**REQUIRED TASK:**
Arrange everything from the line containing "pendant lamp in this photograph." down to the line containing "[93,8,302,90]", both of those lines included, as a numbered list without blank lines. Leave the pictures out of your answer.

**Stored items:**
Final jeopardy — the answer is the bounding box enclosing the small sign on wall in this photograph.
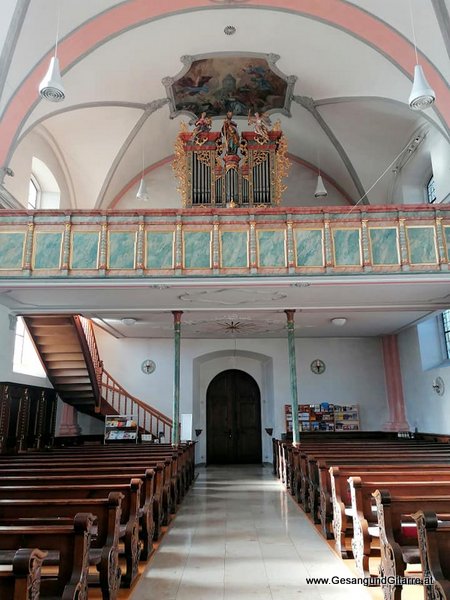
[180,413,192,442]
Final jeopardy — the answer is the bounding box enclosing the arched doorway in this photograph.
[206,369,261,464]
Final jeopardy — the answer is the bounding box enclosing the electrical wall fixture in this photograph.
[431,377,445,396]
[330,317,347,327]
[39,0,66,102]
[408,0,436,110]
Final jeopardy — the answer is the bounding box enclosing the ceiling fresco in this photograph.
[163,53,296,117]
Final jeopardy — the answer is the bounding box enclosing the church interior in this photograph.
[0,0,450,600]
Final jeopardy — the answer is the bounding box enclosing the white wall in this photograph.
[399,327,450,434]
[392,128,450,204]
[114,158,348,210]
[4,130,73,208]
[96,328,388,462]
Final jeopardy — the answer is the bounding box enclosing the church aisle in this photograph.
[131,466,373,600]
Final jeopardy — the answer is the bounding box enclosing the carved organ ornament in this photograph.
[172,113,290,208]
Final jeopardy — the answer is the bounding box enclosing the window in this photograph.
[442,310,450,358]
[27,177,39,210]
[427,175,436,204]
[13,317,46,377]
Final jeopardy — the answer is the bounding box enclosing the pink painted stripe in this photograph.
[0,0,450,165]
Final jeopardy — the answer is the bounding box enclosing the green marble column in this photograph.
[172,310,183,446]
[284,310,300,444]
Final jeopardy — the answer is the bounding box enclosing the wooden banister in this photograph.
[101,369,172,441]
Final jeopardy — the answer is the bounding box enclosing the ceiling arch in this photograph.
[0,0,450,173]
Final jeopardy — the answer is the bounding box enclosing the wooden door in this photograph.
[206,369,261,464]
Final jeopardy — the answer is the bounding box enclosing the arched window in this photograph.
[427,175,436,204]
[28,156,61,209]
[13,317,46,377]
[27,176,40,210]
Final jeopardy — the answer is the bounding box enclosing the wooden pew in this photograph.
[0,492,123,600]
[373,489,450,600]
[326,462,450,558]
[0,513,95,600]
[0,463,158,560]
[0,479,142,587]
[0,548,47,600]
[348,474,450,577]
[0,454,177,528]
[308,448,450,523]
[413,510,450,600]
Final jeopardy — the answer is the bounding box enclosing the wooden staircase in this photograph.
[23,315,172,439]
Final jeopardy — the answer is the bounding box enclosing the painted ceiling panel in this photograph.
[44,108,142,208]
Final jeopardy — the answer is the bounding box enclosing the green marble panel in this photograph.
[70,231,100,269]
[406,227,437,265]
[183,231,211,269]
[294,229,323,267]
[108,231,136,269]
[220,231,248,268]
[333,229,361,267]
[0,231,25,269]
[33,231,63,269]
[146,231,174,269]
[369,227,400,265]
[257,229,286,267]
[444,227,450,261]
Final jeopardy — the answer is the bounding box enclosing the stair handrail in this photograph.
[101,368,173,441]
[73,315,103,411]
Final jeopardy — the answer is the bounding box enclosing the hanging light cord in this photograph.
[55,0,62,58]
[409,0,419,65]
[347,142,409,215]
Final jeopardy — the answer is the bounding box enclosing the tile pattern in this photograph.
[131,466,371,600]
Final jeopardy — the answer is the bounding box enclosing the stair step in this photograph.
[24,315,73,327]
[42,352,86,365]
[50,373,91,386]
[60,391,94,402]
[30,321,75,335]
[57,383,92,394]
[39,344,84,359]
[33,334,80,350]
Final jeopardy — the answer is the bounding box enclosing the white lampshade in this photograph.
[331,317,347,327]
[39,56,66,102]
[408,65,436,110]
[122,317,137,327]
[136,177,150,200]
[314,175,328,198]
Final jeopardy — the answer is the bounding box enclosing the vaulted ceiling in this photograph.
[0,0,450,208]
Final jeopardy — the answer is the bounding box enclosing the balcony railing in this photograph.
[0,205,450,278]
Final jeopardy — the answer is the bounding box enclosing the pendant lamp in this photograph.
[408,0,436,110]
[314,172,328,198]
[39,4,66,102]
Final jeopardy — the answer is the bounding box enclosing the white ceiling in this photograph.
[0,0,450,208]
[0,274,450,339]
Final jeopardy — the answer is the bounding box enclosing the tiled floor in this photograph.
[131,466,372,600]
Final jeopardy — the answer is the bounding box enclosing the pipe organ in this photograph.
[173,124,290,208]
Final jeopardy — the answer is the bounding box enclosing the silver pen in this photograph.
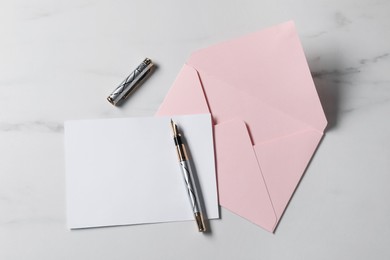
[171,119,206,232]
[107,58,153,106]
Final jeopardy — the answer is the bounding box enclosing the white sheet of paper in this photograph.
[65,114,219,229]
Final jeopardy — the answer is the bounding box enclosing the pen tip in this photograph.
[171,118,177,136]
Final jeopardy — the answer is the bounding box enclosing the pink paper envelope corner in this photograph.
[157,22,327,232]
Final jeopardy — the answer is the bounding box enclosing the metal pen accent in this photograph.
[171,119,206,232]
[107,58,153,106]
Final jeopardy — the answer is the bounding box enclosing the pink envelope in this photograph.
[157,22,327,232]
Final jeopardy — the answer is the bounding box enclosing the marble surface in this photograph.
[0,0,390,260]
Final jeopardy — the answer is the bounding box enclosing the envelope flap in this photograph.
[156,65,210,115]
[198,72,310,144]
[188,22,326,132]
[254,129,322,220]
[214,119,277,232]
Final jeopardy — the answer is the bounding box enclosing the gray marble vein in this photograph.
[0,120,64,133]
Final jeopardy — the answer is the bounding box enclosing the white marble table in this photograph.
[0,0,390,260]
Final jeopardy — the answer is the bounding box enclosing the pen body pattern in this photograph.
[180,161,200,213]
[107,58,153,105]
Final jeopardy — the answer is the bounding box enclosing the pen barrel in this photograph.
[180,160,206,232]
[107,58,153,105]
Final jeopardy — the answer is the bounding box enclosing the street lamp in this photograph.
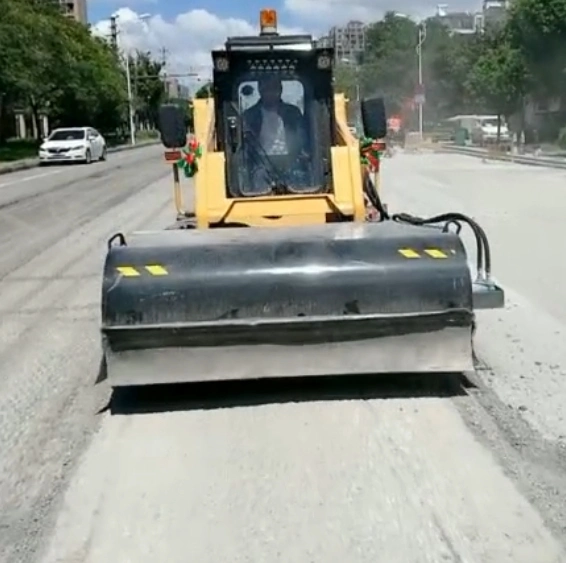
[113,14,151,145]
[417,22,426,141]
[340,57,360,102]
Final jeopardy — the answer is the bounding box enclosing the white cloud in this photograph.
[285,0,481,26]
[93,8,302,90]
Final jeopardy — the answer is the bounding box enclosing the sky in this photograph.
[87,0,481,87]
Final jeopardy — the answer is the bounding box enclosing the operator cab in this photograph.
[212,10,334,197]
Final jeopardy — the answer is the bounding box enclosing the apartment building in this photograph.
[328,21,367,64]
[54,0,88,25]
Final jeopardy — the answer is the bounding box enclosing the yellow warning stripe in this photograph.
[398,248,455,260]
[116,264,169,278]
[399,248,421,258]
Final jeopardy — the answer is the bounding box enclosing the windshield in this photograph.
[230,71,322,195]
[48,129,85,141]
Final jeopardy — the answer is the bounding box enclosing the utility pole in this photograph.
[415,22,426,142]
[110,16,118,52]
[159,47,171,101]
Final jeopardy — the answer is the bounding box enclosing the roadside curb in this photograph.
[433,145,566,170]
[0,141,161,176]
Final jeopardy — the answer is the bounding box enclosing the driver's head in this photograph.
[258,75,283,107]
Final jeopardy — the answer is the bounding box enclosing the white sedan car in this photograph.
[39,127,106,164]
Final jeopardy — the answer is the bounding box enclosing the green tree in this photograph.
[507,0,566,95]
[466,32,527,134]
[362,12,418,112]
[130,51,167,128]
[0,0,130,141]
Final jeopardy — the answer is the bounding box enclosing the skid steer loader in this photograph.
[101,10,504,387]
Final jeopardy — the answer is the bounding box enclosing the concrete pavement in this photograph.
[0,149,566,563]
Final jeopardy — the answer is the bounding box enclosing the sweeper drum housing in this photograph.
[102,221,480,386]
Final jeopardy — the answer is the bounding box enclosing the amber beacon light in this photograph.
[259,8,277,33]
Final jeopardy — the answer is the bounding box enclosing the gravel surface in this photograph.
[0,147,566,563]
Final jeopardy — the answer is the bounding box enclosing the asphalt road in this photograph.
[0,148,566,563]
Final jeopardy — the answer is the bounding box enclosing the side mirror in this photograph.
[226,116,241,153]
[360,98,387,139]
[158,104,187,149]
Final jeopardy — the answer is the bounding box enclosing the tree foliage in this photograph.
[0,0,163,141]
[356,0,566,138]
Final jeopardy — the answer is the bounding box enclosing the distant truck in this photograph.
[446,115,511,148]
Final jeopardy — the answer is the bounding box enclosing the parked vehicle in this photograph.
[39,127,107,165]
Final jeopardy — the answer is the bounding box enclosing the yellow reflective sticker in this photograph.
[116,266,141,278]
[145,264,169,276]
[425,248,448,258]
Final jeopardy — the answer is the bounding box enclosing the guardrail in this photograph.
[433,144,566,169]
[0,139,161,175]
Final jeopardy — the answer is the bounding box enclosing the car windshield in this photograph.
[235,71,323,195]
[49,129,85,141]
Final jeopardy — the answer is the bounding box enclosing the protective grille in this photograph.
[248,57,299,73]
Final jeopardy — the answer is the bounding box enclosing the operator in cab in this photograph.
[243,74,307,159]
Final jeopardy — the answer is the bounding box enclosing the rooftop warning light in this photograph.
[259,8,277,35]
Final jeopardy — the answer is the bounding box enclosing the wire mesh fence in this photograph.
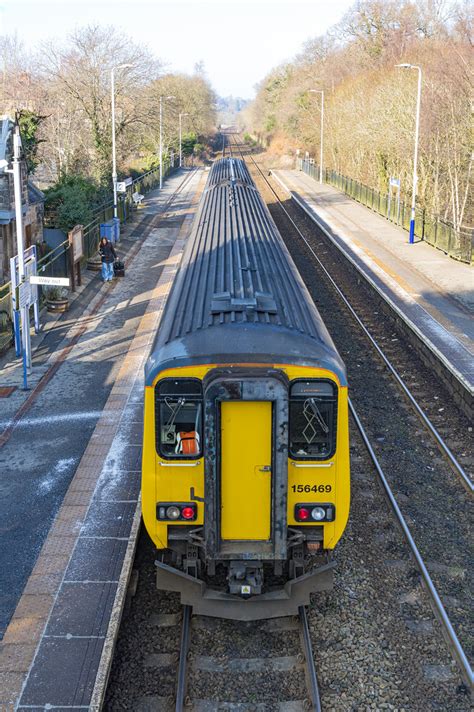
[298,158,474,264]
[0,160,177,353]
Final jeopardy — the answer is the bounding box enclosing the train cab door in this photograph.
[220,400,272,541]
[204,368,288,560]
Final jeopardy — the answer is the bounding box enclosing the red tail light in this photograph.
[156,502,197,522]
[297,507,309,522]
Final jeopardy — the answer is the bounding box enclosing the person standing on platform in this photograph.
[99,237,117,282]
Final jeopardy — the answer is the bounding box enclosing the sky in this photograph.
[0,0,353,99]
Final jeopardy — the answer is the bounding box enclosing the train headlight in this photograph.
[312,507,326,522]
[166,505,181,519]
[298,507,309,522]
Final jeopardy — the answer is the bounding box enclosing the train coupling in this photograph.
[227,561,263,598]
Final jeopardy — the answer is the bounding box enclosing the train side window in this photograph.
[289,380,337,460]
[155,378,202,460]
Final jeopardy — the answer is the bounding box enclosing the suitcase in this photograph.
[114,260,125,277]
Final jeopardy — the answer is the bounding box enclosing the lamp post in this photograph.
[309,89,324,183]
[179,114,189,168]
[0,124,31,390]
[395,63,421,245]
[160,96,176,190]
[110,64,135,218]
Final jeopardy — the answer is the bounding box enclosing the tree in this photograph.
[41,25,159,183]
[17,109,46,173]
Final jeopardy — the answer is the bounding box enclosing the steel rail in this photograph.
[175,606,193,712]
[349,399,474,692]
[231,139,474,692]
[298,606,321,712]
[235,142,474,494]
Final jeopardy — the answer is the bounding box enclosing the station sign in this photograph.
[117,178,133,193]
[17,282,33,309]
[30,276,70,287]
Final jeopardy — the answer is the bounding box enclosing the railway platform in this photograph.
[272,170,474,397]
[0,169,205,710]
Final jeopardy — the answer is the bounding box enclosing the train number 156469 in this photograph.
[291,485,332,492]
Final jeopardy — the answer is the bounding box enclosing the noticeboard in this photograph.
[69,225,84,264]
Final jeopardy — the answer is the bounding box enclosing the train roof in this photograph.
[145,158,346,385]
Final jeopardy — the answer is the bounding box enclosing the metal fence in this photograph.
[0,161,176,353]
[298,158,474,264]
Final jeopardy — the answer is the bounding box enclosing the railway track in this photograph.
[231,138,473,690]
[105,147,469,712]
[175,606,321,712]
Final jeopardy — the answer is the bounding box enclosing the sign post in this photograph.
[68,225,84,292]
[117,177,133,193]
[30,275,70,287]
[387,176,400,225]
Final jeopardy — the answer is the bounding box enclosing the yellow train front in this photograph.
[142,158,350,620]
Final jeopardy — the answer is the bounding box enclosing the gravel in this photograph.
[105,149,470,712]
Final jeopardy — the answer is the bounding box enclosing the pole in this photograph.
[409,67,421,245]
[13,124,31,390]
[110,67,118,218]
[160,96,163,190]
[319,89,324,183]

**FINAL RESULT:**
1. Final jeopardy — the answer is the bounding box enclosing the pendant lamp in this photograph.
2. [408,0,436,110]
3. [314,172,328,198]
4. [39,4,66,102]
5. Final jeopardy — the answer is the bounding box enclosing the white ceiling in this photograph.
6. [0,0,450,208]
7. [0,274,450,339]
8. Final jeopardy — the answer is the bounding box enclosing the tiled floor in this photograph.
9. [131,466,372,600]
10. Final jeopardy — the answer is the bounding box enclosing the pipe organ in this photograph.
11. [173,124,290,208]
12. Final jeopardy — the answer is the bounding box enclosing the silver pen in this photograph.
13. [171,119,206,232]
14. [107,58,153,106]
15. Final jeopardy — the answer is the bounding box enclosing the white sheet of paper in this photograph.
16. [65,114,219,229]
17. Final jeopardy — the answer is the bounding box enclosing the pen tip in this photograph.
18. [171,118,177,136]
19. Final jeopardy — the answer is the bounding box enclosing the pink paper envelope corner in this photograph.
20. [157,22,327,232]
21. Final jeopardy — the answer is the bounding box enclosing the metal pen accent in this photograph.
22. [171,119,206,232]
23. [107,58,153,106]
24. Final jeopardy — the answer is the bounding box enclosing the pink envelope in this photograph.
25. [157,22,327,232]
26. Final jeopardy — the answer is the bounding box enclosing the marble surface in this photograph.
27. [0,0,390,260]
28. Final jeopardy — the answer is the bounding box enclosing the envelope flap in this photograph.
29. [156,65,210,115]
30. [198,72,310,144]
31. [188,22,326,132]
32. [254,129,322,220]
33. [214,119,277,232]
34. Final jeopardy — the answer is the bounding box enclosing the gray marble vein in this photograph.
35. [0,120,64,133]
36. Final jeopardy — the answer is the bounding box enclosing the white marble table in this photograph.
37. [0,0,390,260]
38. Final jeopardy — the answer is the bounding box enclosing the pen body pattern in this photograph.
39. [180,161,200,213]
40. [107,58,153,105]
41. Final jeopardy — the answer is the bounding box enclosing the pen barrel in this photograph.
42. [180,160,206,232]
43. [107,58,153,105]
44. Final jeopardy — the answer is the bounding box enclosing the street lamp in this photograph.
45. [113,14,151,145]
46. [417,22,426,141]
47. [340,57,360,102]
48. Final jeopardy — the answer is the bounding box enclosing the white cloud in this photograph.
49. [285,0,481,26]
50. [93,8,302,90]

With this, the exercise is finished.